** start **

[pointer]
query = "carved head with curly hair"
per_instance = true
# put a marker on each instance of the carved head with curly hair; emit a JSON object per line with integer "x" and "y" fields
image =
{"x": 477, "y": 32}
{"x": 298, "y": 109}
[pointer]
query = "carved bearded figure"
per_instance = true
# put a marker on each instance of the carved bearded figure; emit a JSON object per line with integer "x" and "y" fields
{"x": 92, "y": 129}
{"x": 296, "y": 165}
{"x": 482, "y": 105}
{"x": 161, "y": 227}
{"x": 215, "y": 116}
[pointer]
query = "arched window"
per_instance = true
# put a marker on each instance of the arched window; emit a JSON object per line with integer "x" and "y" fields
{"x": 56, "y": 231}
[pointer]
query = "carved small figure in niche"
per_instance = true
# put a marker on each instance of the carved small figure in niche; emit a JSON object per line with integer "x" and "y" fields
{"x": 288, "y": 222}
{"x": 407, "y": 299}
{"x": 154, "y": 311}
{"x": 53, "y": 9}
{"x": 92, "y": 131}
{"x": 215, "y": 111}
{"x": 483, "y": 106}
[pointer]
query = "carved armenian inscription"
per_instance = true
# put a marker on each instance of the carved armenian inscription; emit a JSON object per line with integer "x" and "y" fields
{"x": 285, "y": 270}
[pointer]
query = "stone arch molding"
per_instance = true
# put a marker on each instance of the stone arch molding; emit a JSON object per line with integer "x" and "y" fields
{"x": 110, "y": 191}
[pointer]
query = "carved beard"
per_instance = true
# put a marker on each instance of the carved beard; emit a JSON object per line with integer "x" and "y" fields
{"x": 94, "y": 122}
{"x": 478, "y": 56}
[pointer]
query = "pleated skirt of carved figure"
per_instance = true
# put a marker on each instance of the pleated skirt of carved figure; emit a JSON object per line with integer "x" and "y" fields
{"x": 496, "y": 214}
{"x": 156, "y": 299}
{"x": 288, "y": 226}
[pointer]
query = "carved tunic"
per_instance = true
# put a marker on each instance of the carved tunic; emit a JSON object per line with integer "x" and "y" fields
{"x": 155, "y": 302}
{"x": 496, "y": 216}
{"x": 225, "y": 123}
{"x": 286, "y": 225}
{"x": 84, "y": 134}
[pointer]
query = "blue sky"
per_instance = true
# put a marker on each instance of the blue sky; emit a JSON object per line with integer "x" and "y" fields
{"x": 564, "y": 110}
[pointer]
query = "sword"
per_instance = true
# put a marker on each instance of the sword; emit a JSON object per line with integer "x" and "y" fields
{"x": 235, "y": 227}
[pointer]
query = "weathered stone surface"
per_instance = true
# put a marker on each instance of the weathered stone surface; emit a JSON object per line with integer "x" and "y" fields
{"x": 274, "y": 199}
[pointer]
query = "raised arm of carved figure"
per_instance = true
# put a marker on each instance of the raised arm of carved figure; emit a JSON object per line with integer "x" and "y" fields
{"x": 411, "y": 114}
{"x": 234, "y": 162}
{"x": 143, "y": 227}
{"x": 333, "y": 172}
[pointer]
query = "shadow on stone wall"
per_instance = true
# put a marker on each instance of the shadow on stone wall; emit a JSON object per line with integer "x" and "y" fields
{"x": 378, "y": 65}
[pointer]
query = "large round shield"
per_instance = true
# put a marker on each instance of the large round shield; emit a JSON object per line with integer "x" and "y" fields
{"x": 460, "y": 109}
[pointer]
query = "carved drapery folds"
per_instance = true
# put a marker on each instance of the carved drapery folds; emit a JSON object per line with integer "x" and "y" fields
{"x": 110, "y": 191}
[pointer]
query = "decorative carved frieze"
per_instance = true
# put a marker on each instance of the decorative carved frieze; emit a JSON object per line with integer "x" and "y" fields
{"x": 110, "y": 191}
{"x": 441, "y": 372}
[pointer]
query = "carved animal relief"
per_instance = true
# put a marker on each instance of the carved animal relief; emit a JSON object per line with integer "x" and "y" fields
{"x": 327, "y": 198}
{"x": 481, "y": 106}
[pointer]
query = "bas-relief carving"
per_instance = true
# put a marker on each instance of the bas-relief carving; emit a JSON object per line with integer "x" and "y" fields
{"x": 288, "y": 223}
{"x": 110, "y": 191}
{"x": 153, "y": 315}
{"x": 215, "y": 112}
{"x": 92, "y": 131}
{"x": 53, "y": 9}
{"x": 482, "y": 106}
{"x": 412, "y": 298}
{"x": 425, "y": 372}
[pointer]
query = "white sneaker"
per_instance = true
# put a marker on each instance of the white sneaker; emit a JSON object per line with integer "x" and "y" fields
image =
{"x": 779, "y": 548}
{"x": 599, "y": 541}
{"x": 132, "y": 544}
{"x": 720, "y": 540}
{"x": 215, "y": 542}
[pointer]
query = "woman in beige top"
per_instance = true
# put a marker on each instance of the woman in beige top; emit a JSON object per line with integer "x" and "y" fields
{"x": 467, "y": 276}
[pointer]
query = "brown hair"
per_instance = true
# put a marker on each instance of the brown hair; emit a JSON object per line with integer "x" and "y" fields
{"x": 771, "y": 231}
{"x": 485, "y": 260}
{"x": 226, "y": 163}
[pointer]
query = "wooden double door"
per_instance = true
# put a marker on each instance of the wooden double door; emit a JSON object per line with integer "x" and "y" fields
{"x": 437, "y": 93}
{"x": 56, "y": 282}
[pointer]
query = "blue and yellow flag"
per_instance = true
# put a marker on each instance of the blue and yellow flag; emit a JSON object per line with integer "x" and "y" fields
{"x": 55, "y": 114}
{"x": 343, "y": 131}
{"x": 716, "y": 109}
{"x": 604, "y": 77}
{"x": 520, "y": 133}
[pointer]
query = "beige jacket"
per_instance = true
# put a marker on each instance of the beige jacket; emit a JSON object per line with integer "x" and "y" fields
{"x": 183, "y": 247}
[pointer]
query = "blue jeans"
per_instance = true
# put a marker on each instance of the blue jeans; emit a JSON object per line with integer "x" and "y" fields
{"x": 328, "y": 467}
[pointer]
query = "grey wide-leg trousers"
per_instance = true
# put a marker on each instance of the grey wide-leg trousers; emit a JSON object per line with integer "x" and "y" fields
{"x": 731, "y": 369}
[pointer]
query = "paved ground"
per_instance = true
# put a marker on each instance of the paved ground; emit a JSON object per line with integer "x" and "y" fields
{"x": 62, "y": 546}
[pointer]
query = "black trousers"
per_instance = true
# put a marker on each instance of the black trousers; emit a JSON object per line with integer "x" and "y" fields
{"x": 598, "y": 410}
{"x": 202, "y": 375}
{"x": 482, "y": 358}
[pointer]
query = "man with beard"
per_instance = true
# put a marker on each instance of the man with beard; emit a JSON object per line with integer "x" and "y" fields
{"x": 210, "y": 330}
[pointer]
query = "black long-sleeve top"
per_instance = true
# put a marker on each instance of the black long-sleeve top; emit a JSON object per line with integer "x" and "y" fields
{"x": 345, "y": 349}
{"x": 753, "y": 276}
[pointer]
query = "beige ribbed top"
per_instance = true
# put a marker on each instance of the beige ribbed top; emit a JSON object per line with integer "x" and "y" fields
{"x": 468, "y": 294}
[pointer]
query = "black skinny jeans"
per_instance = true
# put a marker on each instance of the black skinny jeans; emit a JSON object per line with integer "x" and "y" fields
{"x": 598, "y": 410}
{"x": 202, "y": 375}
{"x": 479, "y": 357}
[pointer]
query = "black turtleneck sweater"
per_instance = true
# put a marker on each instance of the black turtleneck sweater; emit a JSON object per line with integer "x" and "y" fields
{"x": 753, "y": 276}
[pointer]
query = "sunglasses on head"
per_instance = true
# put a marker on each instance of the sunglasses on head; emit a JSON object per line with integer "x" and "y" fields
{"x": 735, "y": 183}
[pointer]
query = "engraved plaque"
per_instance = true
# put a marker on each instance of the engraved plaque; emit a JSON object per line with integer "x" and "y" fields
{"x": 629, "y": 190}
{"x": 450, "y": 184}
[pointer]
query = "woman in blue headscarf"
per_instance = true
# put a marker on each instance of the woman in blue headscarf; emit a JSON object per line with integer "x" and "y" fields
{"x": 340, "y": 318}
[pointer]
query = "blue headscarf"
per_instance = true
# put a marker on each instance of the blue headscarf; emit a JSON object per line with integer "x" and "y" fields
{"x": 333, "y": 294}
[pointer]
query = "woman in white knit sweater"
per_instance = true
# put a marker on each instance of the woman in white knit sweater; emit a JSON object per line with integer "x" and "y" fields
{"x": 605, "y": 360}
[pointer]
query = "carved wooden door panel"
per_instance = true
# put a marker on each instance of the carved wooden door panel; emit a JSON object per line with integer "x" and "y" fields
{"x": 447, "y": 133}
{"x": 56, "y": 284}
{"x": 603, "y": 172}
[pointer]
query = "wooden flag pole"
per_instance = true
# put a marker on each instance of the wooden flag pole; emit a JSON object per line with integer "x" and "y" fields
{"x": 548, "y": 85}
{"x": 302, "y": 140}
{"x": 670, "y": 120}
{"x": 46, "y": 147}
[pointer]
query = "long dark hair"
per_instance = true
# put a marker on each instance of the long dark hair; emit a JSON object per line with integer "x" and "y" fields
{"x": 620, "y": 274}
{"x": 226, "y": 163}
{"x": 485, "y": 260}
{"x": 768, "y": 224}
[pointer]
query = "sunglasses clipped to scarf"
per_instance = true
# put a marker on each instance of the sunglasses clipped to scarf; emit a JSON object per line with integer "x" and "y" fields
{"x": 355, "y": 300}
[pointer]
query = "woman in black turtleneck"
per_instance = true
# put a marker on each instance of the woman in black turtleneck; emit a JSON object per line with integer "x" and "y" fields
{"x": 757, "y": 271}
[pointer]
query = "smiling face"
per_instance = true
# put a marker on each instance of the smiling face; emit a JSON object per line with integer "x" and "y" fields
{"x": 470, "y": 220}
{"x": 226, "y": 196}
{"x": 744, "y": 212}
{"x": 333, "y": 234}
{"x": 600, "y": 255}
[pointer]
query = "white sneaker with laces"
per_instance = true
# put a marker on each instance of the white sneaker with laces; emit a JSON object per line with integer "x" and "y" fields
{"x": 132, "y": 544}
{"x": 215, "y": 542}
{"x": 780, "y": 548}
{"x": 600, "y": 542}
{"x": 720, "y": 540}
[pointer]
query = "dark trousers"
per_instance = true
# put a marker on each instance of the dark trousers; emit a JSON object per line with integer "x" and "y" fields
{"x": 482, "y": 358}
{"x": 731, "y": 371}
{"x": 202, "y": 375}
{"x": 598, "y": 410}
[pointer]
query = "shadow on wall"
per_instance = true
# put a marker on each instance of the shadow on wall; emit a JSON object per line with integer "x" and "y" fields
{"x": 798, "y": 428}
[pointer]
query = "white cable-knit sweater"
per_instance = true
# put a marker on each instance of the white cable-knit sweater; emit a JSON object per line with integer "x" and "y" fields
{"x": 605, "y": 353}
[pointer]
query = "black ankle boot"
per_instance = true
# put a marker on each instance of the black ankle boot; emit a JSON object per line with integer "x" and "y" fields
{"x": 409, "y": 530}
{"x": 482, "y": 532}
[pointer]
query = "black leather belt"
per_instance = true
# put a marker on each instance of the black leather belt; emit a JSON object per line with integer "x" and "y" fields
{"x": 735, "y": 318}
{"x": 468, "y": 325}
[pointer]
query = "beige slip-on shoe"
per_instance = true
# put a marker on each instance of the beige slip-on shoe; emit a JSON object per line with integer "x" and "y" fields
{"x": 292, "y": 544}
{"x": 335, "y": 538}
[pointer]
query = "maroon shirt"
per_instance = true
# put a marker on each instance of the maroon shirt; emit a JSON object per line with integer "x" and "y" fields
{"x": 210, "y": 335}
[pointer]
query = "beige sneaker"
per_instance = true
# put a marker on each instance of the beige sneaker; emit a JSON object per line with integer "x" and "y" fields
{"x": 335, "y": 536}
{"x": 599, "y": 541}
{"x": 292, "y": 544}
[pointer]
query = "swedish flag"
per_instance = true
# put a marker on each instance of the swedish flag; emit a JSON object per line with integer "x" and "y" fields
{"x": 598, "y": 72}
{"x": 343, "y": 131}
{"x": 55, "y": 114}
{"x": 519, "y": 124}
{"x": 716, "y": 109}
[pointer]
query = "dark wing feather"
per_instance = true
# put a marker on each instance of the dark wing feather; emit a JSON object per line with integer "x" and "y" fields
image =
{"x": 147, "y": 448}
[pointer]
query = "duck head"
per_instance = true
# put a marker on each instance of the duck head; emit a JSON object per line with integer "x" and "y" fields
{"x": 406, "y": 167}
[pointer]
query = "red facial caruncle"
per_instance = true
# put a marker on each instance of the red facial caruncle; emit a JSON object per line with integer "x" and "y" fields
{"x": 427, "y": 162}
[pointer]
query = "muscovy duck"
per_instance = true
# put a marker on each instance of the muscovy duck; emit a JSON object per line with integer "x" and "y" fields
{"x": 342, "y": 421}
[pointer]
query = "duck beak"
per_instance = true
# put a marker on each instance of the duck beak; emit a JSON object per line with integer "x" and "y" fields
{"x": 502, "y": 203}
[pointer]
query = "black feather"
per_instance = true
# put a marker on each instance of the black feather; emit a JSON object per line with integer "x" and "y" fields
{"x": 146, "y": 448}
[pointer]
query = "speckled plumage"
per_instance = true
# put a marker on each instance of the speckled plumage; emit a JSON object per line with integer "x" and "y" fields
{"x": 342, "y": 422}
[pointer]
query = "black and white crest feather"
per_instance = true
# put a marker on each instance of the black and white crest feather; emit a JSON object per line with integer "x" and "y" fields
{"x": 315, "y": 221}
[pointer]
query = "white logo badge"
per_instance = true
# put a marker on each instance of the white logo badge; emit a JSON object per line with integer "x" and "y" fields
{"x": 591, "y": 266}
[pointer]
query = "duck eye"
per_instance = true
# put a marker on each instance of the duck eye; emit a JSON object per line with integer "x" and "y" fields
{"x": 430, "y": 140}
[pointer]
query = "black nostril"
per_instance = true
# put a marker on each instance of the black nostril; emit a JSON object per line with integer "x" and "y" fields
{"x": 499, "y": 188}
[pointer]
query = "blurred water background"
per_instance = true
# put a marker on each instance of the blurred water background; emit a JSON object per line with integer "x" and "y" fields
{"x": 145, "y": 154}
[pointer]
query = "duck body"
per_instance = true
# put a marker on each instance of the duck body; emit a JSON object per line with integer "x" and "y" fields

** end **

** Your instructions **
Show every line of the records that contains the string "jeans", matching case exactly.

** Response to the task **
query = "blue jeans"
# put a marker on each instance of the blue jeans; emit a JSON object per line with integer "x" and "y" fields
query = "black skinny jeans"
# put a marker on each instance of the black skinny jeans; emit a JSON object per line with integer "x" and "y" fields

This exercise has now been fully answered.